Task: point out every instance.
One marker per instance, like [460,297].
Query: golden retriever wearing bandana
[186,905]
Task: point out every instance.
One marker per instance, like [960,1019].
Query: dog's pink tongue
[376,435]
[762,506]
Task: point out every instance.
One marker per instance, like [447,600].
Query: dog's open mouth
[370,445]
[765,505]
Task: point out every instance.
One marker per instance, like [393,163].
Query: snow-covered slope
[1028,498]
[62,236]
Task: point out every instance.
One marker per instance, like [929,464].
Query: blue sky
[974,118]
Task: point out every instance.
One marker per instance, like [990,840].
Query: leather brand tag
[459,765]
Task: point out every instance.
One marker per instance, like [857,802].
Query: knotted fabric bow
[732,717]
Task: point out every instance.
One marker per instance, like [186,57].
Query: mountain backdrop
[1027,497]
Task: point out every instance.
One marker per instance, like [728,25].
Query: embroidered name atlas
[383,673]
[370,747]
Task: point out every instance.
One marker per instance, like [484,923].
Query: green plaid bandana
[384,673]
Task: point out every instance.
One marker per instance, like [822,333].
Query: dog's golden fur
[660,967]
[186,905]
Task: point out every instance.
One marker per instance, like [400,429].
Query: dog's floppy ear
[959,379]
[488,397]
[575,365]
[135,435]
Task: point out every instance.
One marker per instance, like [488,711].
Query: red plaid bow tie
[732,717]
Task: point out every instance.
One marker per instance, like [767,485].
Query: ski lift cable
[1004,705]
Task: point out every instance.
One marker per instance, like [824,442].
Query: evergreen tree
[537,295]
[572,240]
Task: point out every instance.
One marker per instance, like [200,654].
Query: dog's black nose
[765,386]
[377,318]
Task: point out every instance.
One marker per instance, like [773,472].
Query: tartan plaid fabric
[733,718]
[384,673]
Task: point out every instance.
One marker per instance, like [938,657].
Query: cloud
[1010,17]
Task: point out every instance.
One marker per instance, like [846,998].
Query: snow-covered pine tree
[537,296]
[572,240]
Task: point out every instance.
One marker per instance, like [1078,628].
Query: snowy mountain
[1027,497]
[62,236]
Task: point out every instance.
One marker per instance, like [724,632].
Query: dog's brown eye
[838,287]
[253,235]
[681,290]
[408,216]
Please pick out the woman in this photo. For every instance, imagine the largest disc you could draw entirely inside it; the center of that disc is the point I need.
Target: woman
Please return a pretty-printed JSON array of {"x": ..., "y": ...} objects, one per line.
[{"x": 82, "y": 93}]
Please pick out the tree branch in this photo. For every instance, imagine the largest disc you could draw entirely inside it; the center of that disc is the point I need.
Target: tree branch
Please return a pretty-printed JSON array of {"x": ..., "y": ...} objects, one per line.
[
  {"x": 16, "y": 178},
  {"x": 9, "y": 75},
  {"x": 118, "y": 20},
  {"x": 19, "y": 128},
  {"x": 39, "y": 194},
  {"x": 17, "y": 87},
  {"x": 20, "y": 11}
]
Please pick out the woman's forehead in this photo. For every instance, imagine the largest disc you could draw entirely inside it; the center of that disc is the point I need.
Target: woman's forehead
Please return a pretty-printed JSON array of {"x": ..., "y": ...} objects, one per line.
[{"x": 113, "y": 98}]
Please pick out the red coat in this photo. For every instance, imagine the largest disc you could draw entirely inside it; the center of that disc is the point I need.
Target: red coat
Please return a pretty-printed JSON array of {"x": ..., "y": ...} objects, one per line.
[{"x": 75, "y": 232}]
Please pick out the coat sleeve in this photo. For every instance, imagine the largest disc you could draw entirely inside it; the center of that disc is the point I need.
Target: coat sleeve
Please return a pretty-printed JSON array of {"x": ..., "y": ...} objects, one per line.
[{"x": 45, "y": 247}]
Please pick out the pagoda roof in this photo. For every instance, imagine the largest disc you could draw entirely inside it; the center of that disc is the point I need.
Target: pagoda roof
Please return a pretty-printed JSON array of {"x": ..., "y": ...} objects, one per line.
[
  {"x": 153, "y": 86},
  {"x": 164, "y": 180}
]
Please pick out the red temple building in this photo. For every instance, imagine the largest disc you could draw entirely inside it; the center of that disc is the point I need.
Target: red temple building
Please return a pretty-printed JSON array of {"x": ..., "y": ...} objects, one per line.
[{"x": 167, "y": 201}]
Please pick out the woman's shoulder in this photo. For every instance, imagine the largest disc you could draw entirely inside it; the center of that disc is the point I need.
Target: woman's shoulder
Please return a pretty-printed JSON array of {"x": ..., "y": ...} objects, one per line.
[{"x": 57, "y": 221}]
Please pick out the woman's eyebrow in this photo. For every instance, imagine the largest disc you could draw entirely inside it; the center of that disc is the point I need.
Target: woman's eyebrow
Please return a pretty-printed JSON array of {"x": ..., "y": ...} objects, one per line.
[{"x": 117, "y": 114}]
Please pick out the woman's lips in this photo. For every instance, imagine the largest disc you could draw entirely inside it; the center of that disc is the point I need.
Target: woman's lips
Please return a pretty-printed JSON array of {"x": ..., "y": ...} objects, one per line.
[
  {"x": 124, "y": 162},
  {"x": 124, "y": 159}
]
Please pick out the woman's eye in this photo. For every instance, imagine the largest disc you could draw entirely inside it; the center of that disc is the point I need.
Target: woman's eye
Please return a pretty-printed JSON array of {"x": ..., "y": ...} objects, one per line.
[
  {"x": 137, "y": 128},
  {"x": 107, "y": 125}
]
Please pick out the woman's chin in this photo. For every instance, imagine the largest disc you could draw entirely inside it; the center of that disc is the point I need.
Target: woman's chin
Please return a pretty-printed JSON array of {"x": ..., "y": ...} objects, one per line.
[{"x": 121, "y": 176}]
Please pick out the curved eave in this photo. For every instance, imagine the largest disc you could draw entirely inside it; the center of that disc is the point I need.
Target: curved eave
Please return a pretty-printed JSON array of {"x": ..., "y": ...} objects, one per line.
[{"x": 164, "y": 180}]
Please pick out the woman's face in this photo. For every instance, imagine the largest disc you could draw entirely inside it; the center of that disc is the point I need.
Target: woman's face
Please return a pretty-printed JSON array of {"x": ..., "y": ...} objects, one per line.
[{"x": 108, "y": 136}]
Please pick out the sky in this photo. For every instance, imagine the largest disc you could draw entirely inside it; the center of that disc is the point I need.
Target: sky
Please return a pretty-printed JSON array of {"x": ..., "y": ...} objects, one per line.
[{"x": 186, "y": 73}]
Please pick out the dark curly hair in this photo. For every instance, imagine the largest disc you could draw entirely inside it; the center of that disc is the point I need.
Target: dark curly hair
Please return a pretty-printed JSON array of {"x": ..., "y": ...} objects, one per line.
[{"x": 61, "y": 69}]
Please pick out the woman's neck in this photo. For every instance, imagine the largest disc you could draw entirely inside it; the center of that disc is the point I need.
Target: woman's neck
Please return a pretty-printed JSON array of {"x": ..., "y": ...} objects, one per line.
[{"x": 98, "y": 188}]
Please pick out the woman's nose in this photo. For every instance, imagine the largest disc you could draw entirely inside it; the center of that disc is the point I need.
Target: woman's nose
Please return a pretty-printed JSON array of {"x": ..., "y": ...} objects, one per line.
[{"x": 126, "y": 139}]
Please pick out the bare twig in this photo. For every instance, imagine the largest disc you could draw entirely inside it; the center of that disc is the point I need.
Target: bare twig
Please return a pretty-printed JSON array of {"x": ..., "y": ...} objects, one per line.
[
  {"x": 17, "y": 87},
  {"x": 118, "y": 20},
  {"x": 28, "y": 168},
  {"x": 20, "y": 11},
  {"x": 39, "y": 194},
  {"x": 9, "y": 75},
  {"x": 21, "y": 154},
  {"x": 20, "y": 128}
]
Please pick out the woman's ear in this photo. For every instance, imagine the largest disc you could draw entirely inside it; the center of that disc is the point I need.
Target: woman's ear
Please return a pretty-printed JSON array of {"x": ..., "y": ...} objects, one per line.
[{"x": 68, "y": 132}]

● TASK ITEM
Where does "dark" appear in the listing? Show every line that has it.

● RESPONSE AREA
Please pick out the dark curly hair in this photo. For every instance, imagine the largest disc you could draw entirely inside it; the center of that disc is the point I need.
Target: dark curly hair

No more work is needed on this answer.